↓↓↓

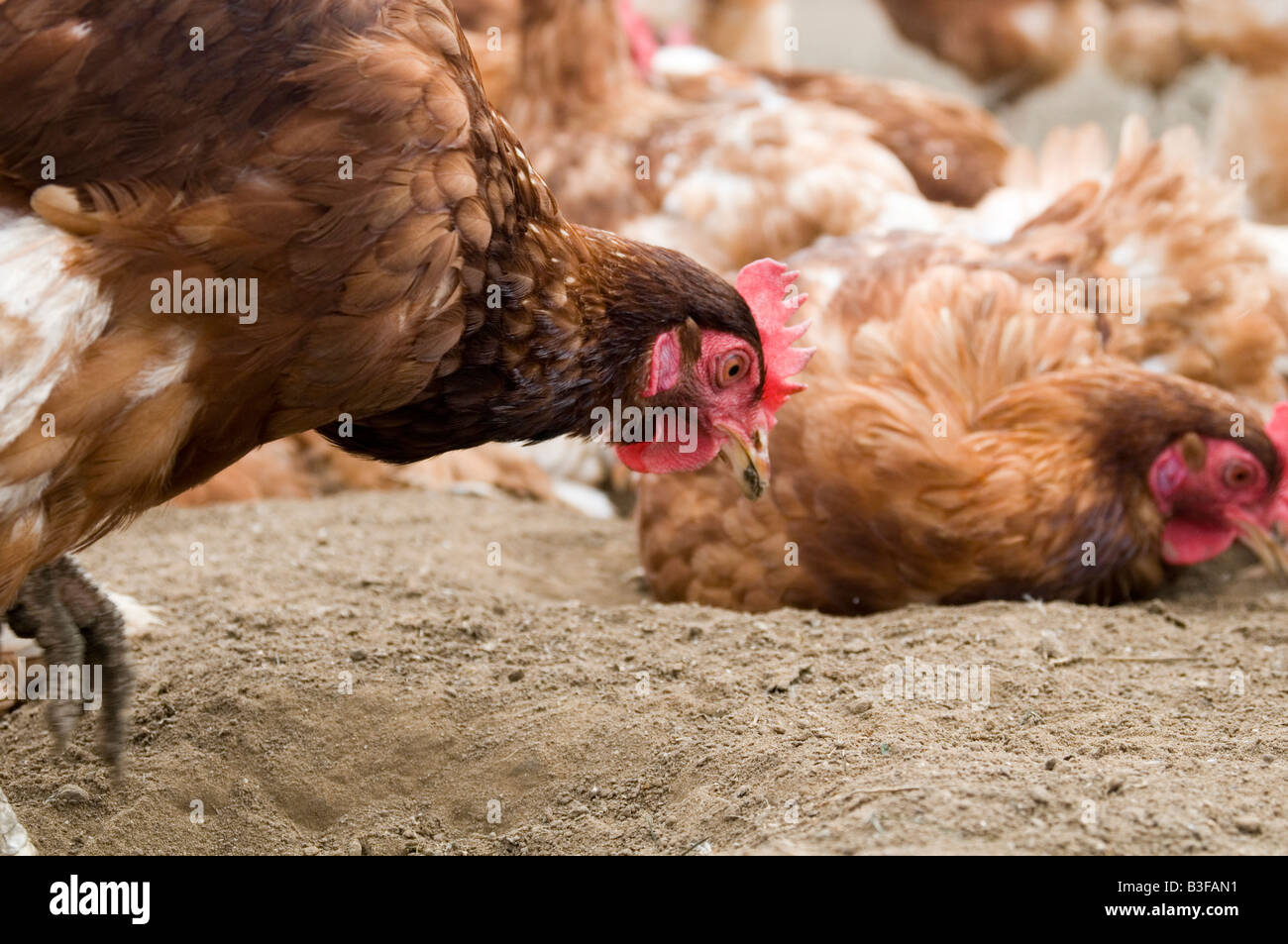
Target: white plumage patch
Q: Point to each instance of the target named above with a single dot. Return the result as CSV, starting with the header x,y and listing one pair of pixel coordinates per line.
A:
x,y
47,317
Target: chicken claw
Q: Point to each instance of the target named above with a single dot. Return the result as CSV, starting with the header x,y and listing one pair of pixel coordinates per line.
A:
x,y
77,625
13,837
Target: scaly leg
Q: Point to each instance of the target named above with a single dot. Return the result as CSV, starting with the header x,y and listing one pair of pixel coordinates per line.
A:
x,y
77,625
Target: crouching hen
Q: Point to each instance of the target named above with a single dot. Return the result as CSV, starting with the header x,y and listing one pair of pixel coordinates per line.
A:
x,y
227,223
961,443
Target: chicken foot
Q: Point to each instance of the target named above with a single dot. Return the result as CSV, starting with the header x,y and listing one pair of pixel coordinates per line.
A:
x,y
13,837
76,625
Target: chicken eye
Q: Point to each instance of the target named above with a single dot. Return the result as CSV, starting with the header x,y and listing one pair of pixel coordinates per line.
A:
x,y
1237,474
733,368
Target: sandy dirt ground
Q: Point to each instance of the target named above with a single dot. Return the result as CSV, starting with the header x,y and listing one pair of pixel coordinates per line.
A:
x,y
515,691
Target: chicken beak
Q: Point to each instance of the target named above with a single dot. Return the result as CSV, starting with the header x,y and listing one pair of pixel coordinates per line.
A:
x,y
748,459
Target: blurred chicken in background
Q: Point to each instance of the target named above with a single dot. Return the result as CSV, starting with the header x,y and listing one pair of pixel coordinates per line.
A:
x,y
965,439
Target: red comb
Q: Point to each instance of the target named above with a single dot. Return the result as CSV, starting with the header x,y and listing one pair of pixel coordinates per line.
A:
x,y
763,284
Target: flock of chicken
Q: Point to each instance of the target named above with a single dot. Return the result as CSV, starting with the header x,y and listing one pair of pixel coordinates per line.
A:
x,y
1043,373
932,253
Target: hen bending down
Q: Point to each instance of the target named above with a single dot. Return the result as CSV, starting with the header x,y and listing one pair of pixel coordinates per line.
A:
x,y
273,217
957,445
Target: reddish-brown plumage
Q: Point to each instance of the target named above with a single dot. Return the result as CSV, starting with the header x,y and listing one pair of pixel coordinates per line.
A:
x,y
956,445
374,287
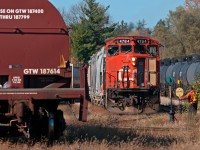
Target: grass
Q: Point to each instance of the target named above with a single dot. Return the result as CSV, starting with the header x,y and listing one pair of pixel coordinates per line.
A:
x,y
103,132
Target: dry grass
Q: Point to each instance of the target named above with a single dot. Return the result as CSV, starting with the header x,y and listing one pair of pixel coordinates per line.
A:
x,y
103,131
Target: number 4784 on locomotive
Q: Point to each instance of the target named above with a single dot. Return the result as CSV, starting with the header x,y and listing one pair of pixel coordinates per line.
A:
x,y
124,75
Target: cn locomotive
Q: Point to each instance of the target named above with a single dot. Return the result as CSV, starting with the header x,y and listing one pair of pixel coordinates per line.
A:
x,y
124,75
35,74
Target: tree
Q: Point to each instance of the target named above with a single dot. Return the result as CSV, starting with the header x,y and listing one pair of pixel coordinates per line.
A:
x,y
180,32
123,28
91,31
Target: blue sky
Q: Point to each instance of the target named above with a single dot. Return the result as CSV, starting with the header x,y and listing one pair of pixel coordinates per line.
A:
x,y
131,10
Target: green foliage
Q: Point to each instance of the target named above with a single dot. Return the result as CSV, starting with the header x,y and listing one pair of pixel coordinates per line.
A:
x,y
179,33
90,33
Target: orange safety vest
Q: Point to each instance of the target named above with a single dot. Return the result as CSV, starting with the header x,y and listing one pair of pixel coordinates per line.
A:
x,y
192,96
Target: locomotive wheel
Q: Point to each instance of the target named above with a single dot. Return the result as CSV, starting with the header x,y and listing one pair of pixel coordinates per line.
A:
x,y
51,124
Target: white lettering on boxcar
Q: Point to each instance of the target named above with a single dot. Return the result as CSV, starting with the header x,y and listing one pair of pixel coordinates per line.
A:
x,y
16,80
42,71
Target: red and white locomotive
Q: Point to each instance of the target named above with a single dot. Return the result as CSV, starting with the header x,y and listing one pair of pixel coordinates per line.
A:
x,y
125,74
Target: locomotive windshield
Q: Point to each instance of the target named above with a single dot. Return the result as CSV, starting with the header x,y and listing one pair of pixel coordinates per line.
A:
x,y
126,48
140,48
113,50
153,50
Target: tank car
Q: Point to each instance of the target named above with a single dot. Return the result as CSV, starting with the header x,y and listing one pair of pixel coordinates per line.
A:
x,y
35,74
183,69
124,75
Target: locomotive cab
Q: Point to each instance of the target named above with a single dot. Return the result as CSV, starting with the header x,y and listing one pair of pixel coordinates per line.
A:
x,y
131,74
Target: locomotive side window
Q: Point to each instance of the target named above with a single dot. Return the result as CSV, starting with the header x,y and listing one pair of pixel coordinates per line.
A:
x,y
140,48
153,50
113,50
126,48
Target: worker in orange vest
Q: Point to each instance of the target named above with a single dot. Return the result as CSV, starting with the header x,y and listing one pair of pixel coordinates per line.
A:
x,y
192,98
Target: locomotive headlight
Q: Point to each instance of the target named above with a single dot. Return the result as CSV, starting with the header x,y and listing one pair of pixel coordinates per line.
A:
x,y
133,59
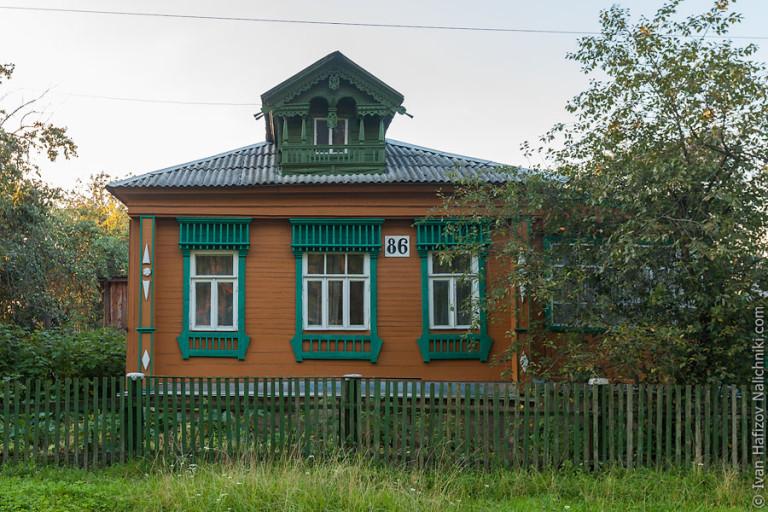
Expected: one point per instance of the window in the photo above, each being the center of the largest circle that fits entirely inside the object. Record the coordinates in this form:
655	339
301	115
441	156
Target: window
453	320
336	291
214	251
325	136
453	291
213	280
336	288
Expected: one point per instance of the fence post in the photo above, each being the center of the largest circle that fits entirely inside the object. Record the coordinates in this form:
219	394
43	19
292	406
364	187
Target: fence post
132	417
350	409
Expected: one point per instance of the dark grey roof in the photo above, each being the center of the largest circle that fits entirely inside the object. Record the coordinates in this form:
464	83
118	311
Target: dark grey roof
254	166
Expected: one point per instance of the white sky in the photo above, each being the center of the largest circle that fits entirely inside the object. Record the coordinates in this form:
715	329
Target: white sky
479	94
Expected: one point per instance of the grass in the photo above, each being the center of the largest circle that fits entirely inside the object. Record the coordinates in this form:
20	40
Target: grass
360	486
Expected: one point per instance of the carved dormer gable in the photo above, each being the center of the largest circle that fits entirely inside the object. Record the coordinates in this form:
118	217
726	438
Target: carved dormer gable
331	117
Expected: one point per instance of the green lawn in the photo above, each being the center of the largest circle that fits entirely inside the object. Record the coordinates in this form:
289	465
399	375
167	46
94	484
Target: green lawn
304	486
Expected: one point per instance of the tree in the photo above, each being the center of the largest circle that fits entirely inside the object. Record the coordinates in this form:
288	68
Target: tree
55	246
28	248
648	249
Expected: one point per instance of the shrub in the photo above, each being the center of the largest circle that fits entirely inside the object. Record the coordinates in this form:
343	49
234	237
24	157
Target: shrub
60	353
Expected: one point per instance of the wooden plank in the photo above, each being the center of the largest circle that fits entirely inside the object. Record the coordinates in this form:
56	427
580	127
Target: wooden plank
689	426
678	425
34	422
699	460
526	421
744	427
96	423
595	426
629	430
6	420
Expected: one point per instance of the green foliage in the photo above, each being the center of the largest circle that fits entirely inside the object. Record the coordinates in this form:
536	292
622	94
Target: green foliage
656	208
59	353
359	485
55	247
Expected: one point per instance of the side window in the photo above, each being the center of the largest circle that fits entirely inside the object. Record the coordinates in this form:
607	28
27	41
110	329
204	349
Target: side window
336	291
325	136
213	251
336	316
213	280
453	320
453	291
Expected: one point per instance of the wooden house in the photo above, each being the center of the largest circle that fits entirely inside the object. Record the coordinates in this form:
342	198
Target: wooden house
307	254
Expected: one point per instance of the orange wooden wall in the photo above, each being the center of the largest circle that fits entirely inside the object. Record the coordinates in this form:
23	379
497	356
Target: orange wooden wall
270	285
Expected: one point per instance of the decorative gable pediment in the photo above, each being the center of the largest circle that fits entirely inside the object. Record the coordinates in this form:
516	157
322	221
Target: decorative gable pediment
331	117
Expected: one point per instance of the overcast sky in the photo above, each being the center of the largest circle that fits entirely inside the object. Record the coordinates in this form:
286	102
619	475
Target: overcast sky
141	93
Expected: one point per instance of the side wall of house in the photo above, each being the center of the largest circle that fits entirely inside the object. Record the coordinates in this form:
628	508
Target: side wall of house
270	304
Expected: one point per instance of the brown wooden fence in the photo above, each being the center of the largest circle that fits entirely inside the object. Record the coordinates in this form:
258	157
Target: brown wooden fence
98	422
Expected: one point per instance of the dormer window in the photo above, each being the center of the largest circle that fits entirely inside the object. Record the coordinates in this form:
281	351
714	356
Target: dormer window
325	135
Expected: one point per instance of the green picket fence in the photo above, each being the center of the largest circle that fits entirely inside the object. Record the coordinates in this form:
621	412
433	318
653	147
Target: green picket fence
102	421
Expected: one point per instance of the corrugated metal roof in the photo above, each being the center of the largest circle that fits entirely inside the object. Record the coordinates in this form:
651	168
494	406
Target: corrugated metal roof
254	166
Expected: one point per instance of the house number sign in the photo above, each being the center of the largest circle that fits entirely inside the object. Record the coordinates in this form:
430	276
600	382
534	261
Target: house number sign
397	246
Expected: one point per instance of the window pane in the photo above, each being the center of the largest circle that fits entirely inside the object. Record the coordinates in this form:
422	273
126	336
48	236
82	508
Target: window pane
214	265
458	264
202	304
356	302
463	303
314	303
339	133
356	264
226	304
315	263
335	303
335	263
440	303
321	132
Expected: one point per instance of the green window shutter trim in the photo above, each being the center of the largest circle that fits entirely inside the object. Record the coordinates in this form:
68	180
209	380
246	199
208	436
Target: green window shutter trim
336	235
341	235
214	234
197	233
434	234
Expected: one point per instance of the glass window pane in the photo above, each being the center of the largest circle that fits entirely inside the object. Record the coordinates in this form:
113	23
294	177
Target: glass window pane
214	265
357	303
335	263
314	303
335	303
355	264
321	132
226	304
440	304
463	302
202	304
315	263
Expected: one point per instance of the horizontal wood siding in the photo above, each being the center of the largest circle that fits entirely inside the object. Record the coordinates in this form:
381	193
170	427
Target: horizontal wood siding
270	284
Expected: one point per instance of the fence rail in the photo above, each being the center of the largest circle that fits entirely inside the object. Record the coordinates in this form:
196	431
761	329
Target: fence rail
102	421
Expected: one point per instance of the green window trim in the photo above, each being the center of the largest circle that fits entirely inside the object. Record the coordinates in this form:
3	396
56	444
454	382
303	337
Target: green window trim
336	235
432	235
214	234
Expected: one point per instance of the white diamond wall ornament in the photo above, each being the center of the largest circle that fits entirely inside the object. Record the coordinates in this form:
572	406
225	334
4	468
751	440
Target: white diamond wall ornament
524	362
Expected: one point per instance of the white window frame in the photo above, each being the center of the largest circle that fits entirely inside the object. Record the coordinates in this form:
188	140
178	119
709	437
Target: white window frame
330	132
453	279
214	280
346	279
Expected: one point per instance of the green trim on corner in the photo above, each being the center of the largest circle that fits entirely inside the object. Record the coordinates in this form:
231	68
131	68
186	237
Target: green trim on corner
336	235
214	233
431	235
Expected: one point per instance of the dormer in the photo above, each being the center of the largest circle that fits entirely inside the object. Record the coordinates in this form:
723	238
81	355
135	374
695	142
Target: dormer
331	117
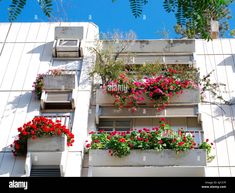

↑↑↑

- Task brief
Please pull out every line above that contains the string "diamond", copying each one in full. Matching is case-sensitive.

- Task output
Expected: one point per instance of the white diamond wall ornament in the photo above, each being the center of the largest circle that fits entirely inside the object. Record the coordinates in this form:
Target: white diamond wall ornament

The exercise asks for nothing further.